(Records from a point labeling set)
• • • • • • •
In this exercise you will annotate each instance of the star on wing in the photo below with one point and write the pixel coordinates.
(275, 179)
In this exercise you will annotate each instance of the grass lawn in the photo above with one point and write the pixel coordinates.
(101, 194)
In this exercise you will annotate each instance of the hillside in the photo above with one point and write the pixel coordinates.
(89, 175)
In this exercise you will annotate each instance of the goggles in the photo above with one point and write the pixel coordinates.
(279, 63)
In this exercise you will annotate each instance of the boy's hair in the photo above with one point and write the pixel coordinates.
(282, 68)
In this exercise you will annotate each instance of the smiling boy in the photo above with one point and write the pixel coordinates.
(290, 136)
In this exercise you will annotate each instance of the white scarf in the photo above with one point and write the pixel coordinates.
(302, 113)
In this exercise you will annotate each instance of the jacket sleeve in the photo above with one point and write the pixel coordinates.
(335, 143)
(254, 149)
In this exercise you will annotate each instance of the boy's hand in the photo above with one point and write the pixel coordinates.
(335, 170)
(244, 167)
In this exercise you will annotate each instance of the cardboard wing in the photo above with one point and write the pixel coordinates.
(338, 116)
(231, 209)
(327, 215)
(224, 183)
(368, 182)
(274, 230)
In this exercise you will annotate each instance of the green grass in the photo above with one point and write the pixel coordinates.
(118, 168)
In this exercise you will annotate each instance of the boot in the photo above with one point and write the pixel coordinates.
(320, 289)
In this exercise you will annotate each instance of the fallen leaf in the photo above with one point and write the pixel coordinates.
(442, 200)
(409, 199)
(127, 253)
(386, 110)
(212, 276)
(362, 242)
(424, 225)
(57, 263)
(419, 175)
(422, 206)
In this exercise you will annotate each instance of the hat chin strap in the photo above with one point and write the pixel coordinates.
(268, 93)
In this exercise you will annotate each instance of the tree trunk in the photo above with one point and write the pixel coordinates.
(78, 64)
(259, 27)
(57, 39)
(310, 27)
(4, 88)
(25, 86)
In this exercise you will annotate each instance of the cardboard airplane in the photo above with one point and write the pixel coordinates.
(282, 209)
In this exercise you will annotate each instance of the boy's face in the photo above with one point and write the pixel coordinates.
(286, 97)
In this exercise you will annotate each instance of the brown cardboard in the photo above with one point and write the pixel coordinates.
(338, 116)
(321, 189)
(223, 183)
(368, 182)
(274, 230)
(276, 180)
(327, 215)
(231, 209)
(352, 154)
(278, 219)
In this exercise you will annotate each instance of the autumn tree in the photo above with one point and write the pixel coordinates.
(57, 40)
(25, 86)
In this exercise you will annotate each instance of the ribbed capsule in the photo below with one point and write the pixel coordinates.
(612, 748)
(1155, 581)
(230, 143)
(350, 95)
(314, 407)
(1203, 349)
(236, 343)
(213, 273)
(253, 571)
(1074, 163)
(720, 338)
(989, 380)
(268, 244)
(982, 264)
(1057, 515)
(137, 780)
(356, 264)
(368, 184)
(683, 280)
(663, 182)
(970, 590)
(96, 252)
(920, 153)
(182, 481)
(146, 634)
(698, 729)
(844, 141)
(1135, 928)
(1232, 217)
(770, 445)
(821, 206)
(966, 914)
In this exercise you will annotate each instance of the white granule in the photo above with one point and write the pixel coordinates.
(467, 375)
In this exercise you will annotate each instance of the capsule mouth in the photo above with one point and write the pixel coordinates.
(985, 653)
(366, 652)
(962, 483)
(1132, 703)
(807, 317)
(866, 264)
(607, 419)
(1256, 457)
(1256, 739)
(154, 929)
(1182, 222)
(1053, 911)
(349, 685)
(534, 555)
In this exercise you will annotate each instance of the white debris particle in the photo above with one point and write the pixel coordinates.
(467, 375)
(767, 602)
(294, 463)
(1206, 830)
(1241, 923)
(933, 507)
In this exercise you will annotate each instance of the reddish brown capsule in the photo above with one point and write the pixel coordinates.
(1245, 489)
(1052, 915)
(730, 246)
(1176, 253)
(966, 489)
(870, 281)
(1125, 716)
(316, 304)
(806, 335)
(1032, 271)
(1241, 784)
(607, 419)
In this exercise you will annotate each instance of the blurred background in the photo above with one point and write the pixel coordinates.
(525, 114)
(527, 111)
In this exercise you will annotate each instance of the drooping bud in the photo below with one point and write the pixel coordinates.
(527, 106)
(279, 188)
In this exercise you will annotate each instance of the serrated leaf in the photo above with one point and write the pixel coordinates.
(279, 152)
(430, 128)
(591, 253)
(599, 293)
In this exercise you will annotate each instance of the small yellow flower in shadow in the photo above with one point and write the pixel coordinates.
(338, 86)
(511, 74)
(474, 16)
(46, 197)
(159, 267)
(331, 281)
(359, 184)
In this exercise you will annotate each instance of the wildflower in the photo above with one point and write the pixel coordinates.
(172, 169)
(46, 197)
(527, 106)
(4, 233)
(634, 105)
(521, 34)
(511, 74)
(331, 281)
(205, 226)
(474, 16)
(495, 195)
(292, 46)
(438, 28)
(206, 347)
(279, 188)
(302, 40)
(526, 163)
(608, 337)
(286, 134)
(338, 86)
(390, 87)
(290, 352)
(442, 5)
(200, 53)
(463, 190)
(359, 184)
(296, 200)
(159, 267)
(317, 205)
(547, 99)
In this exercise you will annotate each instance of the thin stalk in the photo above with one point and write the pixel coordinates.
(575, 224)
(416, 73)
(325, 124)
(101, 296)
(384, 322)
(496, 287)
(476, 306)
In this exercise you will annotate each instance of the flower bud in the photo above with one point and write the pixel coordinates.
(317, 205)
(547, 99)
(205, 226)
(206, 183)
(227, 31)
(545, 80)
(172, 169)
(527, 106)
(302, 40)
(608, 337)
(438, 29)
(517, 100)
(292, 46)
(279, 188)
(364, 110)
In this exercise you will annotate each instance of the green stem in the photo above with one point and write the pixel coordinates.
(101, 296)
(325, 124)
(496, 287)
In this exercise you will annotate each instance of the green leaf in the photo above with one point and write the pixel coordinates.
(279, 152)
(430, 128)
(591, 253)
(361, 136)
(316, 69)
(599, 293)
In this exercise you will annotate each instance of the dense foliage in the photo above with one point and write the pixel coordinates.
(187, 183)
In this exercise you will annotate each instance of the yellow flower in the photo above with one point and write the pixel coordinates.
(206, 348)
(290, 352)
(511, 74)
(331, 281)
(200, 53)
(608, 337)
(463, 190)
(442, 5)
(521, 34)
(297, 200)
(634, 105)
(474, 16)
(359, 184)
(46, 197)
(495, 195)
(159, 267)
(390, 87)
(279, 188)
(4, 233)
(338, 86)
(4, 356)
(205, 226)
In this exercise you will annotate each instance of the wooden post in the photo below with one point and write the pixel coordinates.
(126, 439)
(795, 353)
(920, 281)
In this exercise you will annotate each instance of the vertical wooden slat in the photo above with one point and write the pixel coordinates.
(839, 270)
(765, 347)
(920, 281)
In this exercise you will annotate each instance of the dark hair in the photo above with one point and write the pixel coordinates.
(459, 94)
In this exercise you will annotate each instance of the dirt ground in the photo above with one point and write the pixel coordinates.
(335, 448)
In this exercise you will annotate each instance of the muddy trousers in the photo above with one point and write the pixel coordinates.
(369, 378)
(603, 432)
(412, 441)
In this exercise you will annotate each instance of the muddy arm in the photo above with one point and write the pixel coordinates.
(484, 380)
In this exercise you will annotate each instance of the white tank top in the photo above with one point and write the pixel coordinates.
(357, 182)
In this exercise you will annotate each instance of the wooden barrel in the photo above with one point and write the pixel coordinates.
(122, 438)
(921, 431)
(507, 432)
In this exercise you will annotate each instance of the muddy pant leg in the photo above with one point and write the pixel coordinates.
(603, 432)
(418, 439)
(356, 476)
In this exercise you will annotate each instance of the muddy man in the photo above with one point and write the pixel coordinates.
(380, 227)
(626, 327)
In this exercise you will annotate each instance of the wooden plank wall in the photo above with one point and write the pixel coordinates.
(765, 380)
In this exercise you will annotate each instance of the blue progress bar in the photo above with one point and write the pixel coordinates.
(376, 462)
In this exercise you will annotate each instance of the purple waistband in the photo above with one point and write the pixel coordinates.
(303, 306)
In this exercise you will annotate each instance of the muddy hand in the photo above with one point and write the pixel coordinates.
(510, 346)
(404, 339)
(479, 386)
• • • • • • •
▸ **Task goal**
The required output is the span of lines from the one containing "the muddy arm" to the last line, reproduced character for character.

▸ **Output for this exercise**
In this exercise you will annotate each instance of the muddy arm in the photo above with one point and write the pixel coordinates.
(484, 380)
In this exercise you will annotate each instance of the white tank top in the photo above with one point and write the pixel coordinates.
(357, 182)
In this exercise you will annotate each instance of the wooden barrel in the photo above with one point and write the pixel coordinates.
(122, 438)
(921, 431)
(507, 432)
In this exercise you will annotate each instance of the muddy pant leg in the photo above with one point and write the pixel coordinates.
(603, 432)
(418, 439)
(356, 476)
In this exercise you will annotate each instance of the muddy man in the photo above with one point and write the pixel coordinates.
(380, 227)
(626, 327)
In this exercise you will annotate each instance of the wooden plank wall in the photo above with one point and write the pixel coordinates.
(765, 380)
In this exercise you will annotate each instance of the blue progress bar in the photo above with one point and write the pixel coordinates.
(376, 462)
In this exercise you will annotate each instance of the purple waistband in the photo above with one point and write the pixel coordinates.
(303, 306)
In this exercise you will annotate each instance of the muddy hand in the photo above with one point and write the pixel coordinates.
(510, 346)
(404, 339)
(479, 386)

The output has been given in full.